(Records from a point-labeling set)
◇ ◇ ◇ ◇ ◇ ◇ ◇

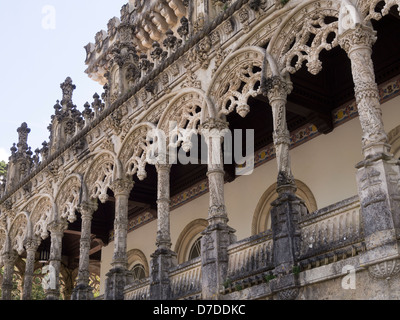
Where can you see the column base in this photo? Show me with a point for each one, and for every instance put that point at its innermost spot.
(52, 294)
(379, 191)
(115, 284)
(82, 292)
(214, 259)
(285, 213)
(162, 261)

◇ ◇ ◇ ◇ ◇ ◇ ◇

Problem requirements :: Copy every line of the material above word for word, leaving out the pictures.

Answer to the problem ::
Where can you see the column base in this photo? Show me with a point for each one, and for every instance put that point at its innermost spot.
(52, 294)
(379, 191)
(115, 284)
(82, 292)
(214, 259)
(285, 213)
(162, 261)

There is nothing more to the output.